■ **WORK TO BE COMPLETED**
Please change "This sample fixes the shape" to "This sample sets the format" throughout these lines, leaving everything else unchanged.

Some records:
—————

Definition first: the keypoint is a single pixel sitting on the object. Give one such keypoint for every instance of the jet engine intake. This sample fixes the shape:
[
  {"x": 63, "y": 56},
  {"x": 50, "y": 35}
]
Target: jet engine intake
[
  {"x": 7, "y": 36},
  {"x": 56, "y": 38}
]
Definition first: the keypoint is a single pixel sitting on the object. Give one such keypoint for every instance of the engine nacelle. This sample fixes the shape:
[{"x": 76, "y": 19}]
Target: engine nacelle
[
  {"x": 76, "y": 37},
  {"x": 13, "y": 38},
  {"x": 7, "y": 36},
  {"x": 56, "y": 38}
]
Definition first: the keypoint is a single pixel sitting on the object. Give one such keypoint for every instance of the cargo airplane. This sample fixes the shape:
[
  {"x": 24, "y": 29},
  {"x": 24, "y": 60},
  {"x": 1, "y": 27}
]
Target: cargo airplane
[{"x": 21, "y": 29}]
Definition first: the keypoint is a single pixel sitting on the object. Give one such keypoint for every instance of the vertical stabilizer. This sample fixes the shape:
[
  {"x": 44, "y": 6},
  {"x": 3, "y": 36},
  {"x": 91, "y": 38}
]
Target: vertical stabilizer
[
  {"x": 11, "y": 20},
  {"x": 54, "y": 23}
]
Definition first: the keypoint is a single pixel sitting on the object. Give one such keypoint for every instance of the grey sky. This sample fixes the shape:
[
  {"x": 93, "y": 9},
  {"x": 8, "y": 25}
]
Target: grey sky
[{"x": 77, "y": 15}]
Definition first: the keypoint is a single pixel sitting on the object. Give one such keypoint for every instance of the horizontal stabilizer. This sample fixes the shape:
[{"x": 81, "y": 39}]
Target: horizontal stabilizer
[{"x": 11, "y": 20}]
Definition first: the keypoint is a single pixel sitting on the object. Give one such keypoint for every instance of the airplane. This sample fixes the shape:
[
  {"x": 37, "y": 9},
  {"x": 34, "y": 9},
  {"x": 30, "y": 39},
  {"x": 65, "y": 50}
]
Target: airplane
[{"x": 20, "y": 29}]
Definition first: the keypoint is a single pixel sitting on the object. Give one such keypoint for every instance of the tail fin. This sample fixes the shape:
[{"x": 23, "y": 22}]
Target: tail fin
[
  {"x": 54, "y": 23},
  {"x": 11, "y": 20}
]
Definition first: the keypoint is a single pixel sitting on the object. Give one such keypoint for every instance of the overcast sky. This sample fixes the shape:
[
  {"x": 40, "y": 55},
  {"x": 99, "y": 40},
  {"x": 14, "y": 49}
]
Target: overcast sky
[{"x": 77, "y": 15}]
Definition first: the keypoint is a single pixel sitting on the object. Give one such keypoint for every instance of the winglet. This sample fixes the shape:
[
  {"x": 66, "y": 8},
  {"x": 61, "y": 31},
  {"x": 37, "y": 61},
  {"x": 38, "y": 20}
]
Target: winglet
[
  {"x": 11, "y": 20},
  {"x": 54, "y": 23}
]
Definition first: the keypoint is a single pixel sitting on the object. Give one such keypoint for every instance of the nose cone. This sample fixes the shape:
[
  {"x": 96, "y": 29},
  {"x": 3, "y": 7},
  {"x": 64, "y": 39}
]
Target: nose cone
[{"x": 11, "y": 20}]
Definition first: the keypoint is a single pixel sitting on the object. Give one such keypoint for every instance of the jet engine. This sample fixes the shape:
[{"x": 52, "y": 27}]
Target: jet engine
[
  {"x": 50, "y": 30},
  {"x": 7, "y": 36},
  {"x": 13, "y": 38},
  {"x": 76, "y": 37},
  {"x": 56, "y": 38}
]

—————

■ **REPLY TO THE TASK**
Definition first: the keypoint is a single pixel sitting on the object. Give one such keypoint for every instance of the jet engine intake. This sample sets the format:
[
  {"x": 63, "y": 56},
  {"x": 50, "y": 35}
]
Target: jet engine intake
[
  {"x": 7, "y": 36},
  {"x": 56, "y": 38}
]
Definition first: the keypoint is a single pixel sitting on the object. Give one such keypoint for every instance of the engine nacelle. This sample sets the format:
[{"x": 76, "y": 19}]
Target: engine nacelle
[
  {"x": 76, "y": 37},
  {"x": 13, "y": 38},
  {"x": 7, "y": 36},
  {"x": 56, "y": 38}
]
Definition first: the keypoint is a single pixel sitting on the object. Give one such keypoint for every instance of the cargo airplane. This sample sets the format:
[
  {"x": 24, "y": 29},
  {"x": 24, "y": 60},
  {"x": 1, "y": 27}
]
Target: cargo airplane
[{"x": 21, "y": 29}]
Definition first: the keypoint is a single pixel sitting on the object. Give one such keypoint for every instance of the vertical stabilizer. This sample sets the format:
[
  {"x": 44, "y": 6},
  {"x": 3, "y": 36},
  {"x": 91, "y": 38}
]
Target: vertical stabilizer
[
  {"x": 11, "y": 20},
  {"x": 54, "y": 23}
]
Definition first: the keypoint is a single pixel sitting on the object. Give one such keypoint for every instance of the grey sky. This sample sets the format:
[
  {"x": 93, "y": 9},
  {"x": 8, "y": 25}
]
Target: grey sky
[{"x": 77, "y": 15}]
Definition first: the keypoint is a single pixel sitting on the object. Give one such keypoint for every instance of the horizontal stabilizer. This sample sets the format:
[{"x": 81, "y": 39}]
Target: horizontal stabilizer
[{"x": 11, "y": 20}]
Definition first: the keypoint is a single pixel sitting on the object. Give one such keypoint for every instance of the airplane. This sample sets the format:
[
  {"x": 37, "y": 9},
  {"x": 34, "y": 9},
  {"x": 30, "y": 39},
  {"x": 65, "y": 50}
]
Target: airplane
[{"x": 20, "y": 29}]
Definition first: the keypoint is a single pixel sitting on the object. Give one such keypoint for every instance of the tail fin. This sample sets the format:
[{"x": 23, "y": 22}]
Target: tail fin
[
  {"x": 54, "y": 23},
  {"x": 11, "y": 20}
]
Definition first: the keypoint is a single pixel sitting on the object. Give one such keypoint for every instance of the overcast sky. This sample sets the format:
[
  {"x": 40, "y": 55},
  {"x": 99, "y": 40},
  {"x": 14, "y": 49}
]
Target: overcast sky
[{"x": 77, "y": 15}]
Definition first: the keypoint is a single pixel sitting on the object. Give one such keypoint for every instance of the winglet. This sample sets the format:
[
  {"x": 66, "y": 8},
  {"x": 61, "y": 31},
  {"x": 37, "y": 61},
  {"x": 38, "y": 20}
]
Target: winglet
[
  {"x": 11, "y": 20},
  {"x": 54, "y": 23}
]
Definition first: the keypoint is a single pixel sitting on the object. Give one such keypoint for every instance of the nose cone. This sample sets the format:
[
  {"x": 96, "y": 29},
  {"x": 3, "y": 7},
  {"x": 64, "y": 39}
]
Target: nose cone
[{"x": 11, "y": 20}]
Definition first: the keypoint is a single pixel sitting on the object. Give one such keypoint for every instance of the jet engine. This sample sets the format:
[{"x": 52, "y": 27}]
Target: jet engine
[
  {"x": 50, "y": 30},
  {"x": 7, "y": 36},
  {"x": 13, "y": 38},
  {"x": 76, "y": 37},
  {"x": 56, "y": 38}
]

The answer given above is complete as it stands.